Work instructions: Copy out the data below as written; omit any images.

══════════════════════════════

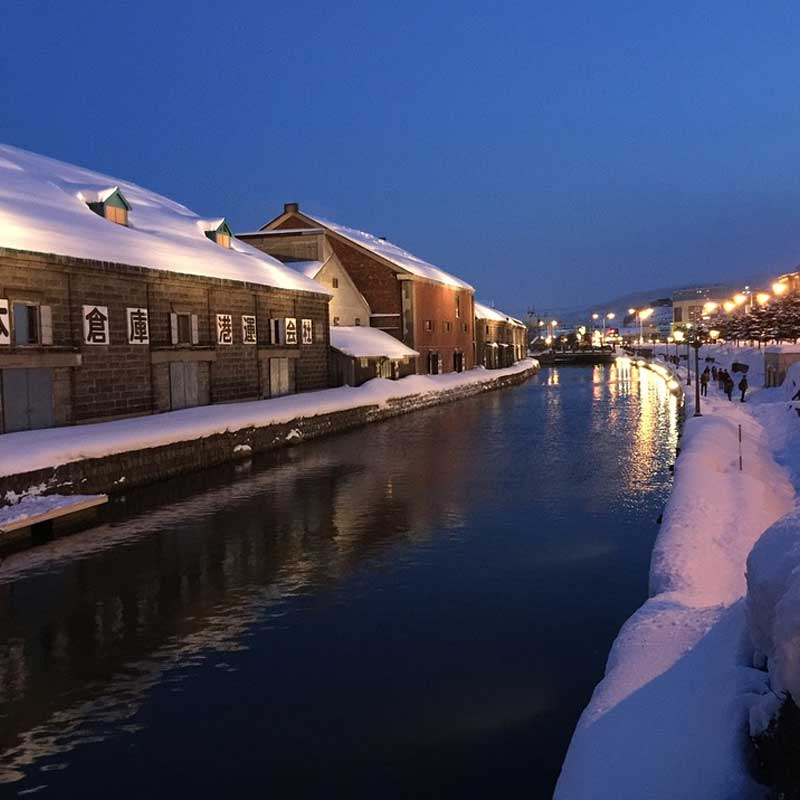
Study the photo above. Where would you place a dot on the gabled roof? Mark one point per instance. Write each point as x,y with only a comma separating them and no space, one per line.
362,342
43,208
485,312
99,194
394,254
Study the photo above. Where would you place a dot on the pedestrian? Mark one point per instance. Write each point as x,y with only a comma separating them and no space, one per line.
728,385
743,385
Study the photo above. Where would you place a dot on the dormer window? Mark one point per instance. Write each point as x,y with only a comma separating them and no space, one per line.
218,231
108,202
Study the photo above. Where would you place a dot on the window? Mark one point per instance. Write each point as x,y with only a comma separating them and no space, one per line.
114,214
184,328
26,324
32,324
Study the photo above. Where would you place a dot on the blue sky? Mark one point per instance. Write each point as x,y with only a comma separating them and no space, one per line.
553,154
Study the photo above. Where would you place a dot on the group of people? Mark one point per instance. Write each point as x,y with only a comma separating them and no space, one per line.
724,380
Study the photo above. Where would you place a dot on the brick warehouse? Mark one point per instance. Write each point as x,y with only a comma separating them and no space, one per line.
501,340
425,307
138,306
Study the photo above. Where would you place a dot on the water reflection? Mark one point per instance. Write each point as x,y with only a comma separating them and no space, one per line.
449,536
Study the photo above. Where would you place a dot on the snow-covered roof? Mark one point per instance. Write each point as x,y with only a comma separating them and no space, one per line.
391,252
485,312
362,342
43,209
308,268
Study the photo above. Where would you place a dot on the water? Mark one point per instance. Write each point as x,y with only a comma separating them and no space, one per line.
417,609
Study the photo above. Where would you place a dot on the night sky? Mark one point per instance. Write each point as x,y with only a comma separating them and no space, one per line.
552,154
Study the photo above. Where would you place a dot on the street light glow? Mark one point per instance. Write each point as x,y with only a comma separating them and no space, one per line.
779,287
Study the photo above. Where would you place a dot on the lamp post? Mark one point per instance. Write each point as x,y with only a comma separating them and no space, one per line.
697,344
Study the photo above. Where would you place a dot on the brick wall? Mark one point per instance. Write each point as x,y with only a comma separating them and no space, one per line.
154,464
122,379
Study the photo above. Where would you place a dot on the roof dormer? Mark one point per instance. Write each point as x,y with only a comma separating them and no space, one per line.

══════════════════════════════

Answer:
Study the photo above. Where would you place a dot on the gabled roof? Mark one point per instance. Write each point as x,y with only a comma separating them and no space, one per line.
362,342
43,208
485,312
99,194
394,254
Study the photo above. Where would you place a dot on the pedestrian? Mark one point per instance. Write each point as x,y with only a comma separating them and no space, one per line.
728,385
743,385
Study the photo above. Where would you place a dot on the dormer window? Mark one point per instance. Write each point as x,y with only a comma separating them and no space, one per line.
218,231
108,202
Study the photo above. Where would you place a dot on the window? Mark one point per instance. Write each point as x,y with only a comma separating them and no space, one per line.
114,214
184,328
26,324
32,324
Study the photo above. Where would you place a dot on the blue sky? Mark one point per instance. Write each point as x,y with only a comma separating them and no space, one per line.
553,154
Study the photo above. Where would you place a dot on the group of people? Mark one point per instance. Write each point as x,y with only a comma separating them and no space, one per line.
724,380
Study the photo above. Where would you place a dot on the brick warehouse? Mark one point per instance. Write each point as x,y with only a comma separating them and no space, one per line.
501,340
425,307
138,306
Study the photo above. Where would you place a dot on the water reflection? Mark one point per instance. Write each point as x,y with only a comma separating them and no space, one per line.
449,536
Study the photo above. Where would you place a dot on the snow-covered roof? Mark one point per instance. Write each point as x,y with only a comma separating them and no space, one per line.
391,252
485,312
362,342
43,209
308,268
Study the photo above. Where would you place a dot on the water? Mark one point per instance. Write each point as x,y with only a comma separating them and no space, one per line.
417,609
Study the photo above. Where would you place a dot on the night sky? Mark one point per instance. Write each point as x,y with only a comma separating them and no space, one per line.
552,154
Study the photo above. Where would you place a dot on the street light glow? Mark one point per instance. Write each point as x,y with only a comma separating them and no space, one per line.
779,287
Study the photo above. Where would you place a dot on the lamp post? Mark one point per instance. Write each point as x,y with only a comma separating them and no space, one per line.
697,344
Study the photo above. Where would you place a dot on the brick wall? Mark one point per instance. Write each point as x,y with only a comma separating them and no space, one per line.
154,464
122,379
Study the photo above. Where would you place a dot on the roof dormer? Mark one point per instance. Write each point as x,y with only a comma separating them and no space, one per line.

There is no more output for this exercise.